» **Text section**:
++++
Kapacitor - if value exceeds threshold for specified duration

Hi guys,

As I’m diving into Kapacitor more and more, I’m trying to refine my checks and alerts. One thing I’d like to check if you if a value meets a criteria (e.g. Exceeds a value, within s range) for a duration. This will help me exclude flapping and better get an idea if a metric has spiked for an extended period.

Currently im doing this by using timeShift a few times and comparing, but it’s messy and I’m sure there must be a better way. Is there a nice easy way to do this?

One example would be cpu usage > 90% for 1 minute, or even better, using one of the queries chronograf generated for me (:heart:️) cpu usage is 50% higher than the last 10 minute period, for at least 5 minutes.

Cheers!

To get to an exact answer, you need to share a bit more information, but the basics probably involve using a batch job like this example QueryNode | InfluxData Documentation Archive.

You would set the period to 10m and every to the frequency you want the job the run.

If you are sending the cpu_usage stats every minute, then you could simple count the number of instances over 50% using the WHERE clause. If you are sending the stats more or less frequently, then you would do the counting of values in a later function. Afterward, I would assume you would use AlertNode to see if the counted value exceeds the threshold and then outputs some message.

Please share more details about your data and its frequency if you want some specific query help.

Thanks for your reply.

I’ve spent a bit of time on this today, trying to figure out the best way to process this. In the end, I settled for a ‘critical rate’ per time window (Eg. alert if 30% of points for CPU usage are above 90% utilisation). Not sure how well this will work out, but I’ll give it a go.

So far I have Hastebin: Send and Save Text or Code Snippets for Free | Toptal® which pretty much does the job, the only issue I’m having is that the final measurement does not retain any of the tags (So, when I alert to Slack, I can’t pass the hosts’s name), Any suggestions how I can streamline this a bit?

EDIT: As per replay-live lacks tags data · Issue #1078 · influxdata/kapacitor · GitHub, it looks like the initial recording/query must contain a GROUP BY "tag" statement to retain tags. :+1:

Regards,
James.

As an aside, is it possible to utilise the following from an AlertNode?

Available Statistics:
alerts_triggered – Total number of alerts triggered
oks_triggered – Number of OK alerts triggered
infos_triggered – Number of Info alerts triggered
warns_triggered – Number of Warn alerts triggered
crits_triggered – Number of Crit alerts triggered

Because I could use that node to trigger my warns and alerts and use the value later, if I can get the values out somehow.
++++
» **Stored data**:
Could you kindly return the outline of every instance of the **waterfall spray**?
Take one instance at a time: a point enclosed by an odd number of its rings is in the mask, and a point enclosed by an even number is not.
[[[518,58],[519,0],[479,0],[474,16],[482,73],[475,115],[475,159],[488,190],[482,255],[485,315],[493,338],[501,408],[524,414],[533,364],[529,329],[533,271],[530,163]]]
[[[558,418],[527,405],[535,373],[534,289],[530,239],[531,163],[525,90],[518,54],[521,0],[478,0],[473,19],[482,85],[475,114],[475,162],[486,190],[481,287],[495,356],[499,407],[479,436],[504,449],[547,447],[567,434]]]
++++
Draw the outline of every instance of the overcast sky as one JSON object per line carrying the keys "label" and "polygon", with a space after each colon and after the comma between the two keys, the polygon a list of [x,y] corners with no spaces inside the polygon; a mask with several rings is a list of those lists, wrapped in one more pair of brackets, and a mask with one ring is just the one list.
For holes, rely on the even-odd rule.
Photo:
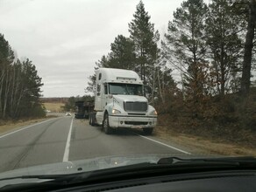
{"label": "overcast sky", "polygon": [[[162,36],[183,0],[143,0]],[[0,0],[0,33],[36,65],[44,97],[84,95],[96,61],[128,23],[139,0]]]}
++++
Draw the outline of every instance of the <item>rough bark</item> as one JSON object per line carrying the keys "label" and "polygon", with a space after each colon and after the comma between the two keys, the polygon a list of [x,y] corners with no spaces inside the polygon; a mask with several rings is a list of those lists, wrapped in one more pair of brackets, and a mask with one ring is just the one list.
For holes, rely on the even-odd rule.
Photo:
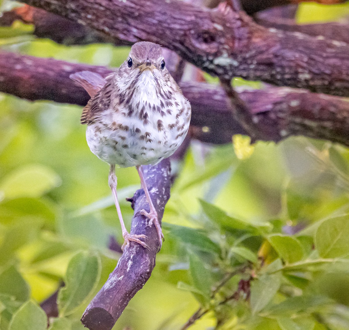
++++
» **Problems**:
(a) Return the passage of the Kapacitor thread between "Currently im doing" and "InfluxData Documentation Archive.", inclusive.
(b) Name every statistic listed under "Available Statistics" in the Kapacitor thread.

» **Answers below**:
(a)
Currently im doing this by using timeShift a few times and comparing, but it’s messy and I’m sure there must be a better way. Is there a nice easy way to do this?

One example would be cpu usage > 90% for 1 minute, or even better, using one of the queries chronograf generated for me (:heart:️) cpu usage is 50% higher than the last 10 minute period, for at least 5 minutes.

Cheers!

To get to an exact answer, you need to share a bit more information, but the basics probably involve using a batch job like this example QueryNode | InfluxData Documentation Archive.

(b)
alerts_triggered
oks_triggered
infos_triggered
warns_triggered
crits_triggered